>> START THE INPUT

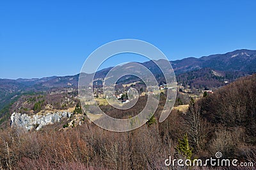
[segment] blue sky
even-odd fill
[[[1,1],[0,78],[75,74],[97,48],[124,38],[152,43],[170,60],[254,50],[255,6],[255,1]],[[125,60],[118,59],[104,66]]]

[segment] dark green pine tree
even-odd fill
[[[80,104],[79,103],[76,106],[76,108],[74,110],[74,114],[82,114],[82,108],[80,106]]]
[[[182,139],[179,139],[179,144],[177,149],[180,154],[184,156],[186,159],[191,160],[193,148],[189,146],[188,139],[188,134],[186,134]]]

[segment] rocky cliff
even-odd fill
[[[47,113],[45,115],[34,115],[29,116],[14,112],[11,116],[11,125],[20,126],[27,130],[35,128],[38,131],[42,126],[59,122],[63,118],[69,118],[73,113],[68,111],[59,111],[56,113]]]

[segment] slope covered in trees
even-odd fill
[[[169,155],[204,160],[217,152],[223,158],[255,164],[255,82],[256,74],[241,78],[191,99],[185,113],[174,109],[164,122],[154,121],[127,132],[105,131],[88,121],[60,131],[54,128],[58,125],[38,132],[0,130],[0,168],[163,169]],[[161,99],[156,120],[164,103],[164,96]],[[184,146],[189,146],[189,155],[180,149]]]

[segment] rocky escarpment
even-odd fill
[[[11,116],[11,125],[20,126],[27,130],[35,128],[38,131],[42,126],[59,122],[62,118],[70,118],[73,114],[72,112],[59,111],[48,113],[45,115],[34,115],[29,116],[14,112]]]

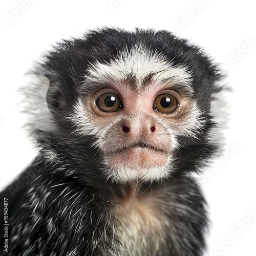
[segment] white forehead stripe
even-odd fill
[[[174,66],[159,54],[154,53],[143,46],[137,46],[129,52],[127,50],[120,54],[118,58],[109,63],[97,62],[89,69],[86,81],[98,82],[123,80],[131,73],[136,75],[138,89],[141,89],[141,81],[147,75],[156,74],[157,80],[172,78],[173,81],[182,83],[191,90],[191,77],[184,66]]]

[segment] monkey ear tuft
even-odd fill
[[[45,76],[50,80],[50,84],[46,95],[48,108],[53,114],[56,114],[63,110],[64,101],[63,95],[58,86],[59,80],[56,76],[46,74]]]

>> END THE INPUT

## [YOUR TASK]
State how many lines in the listing contain the string "rocky", treating uppercase and lowercase as distinct. Give only the number.

## [SOLUTION TO THIS TASK]
2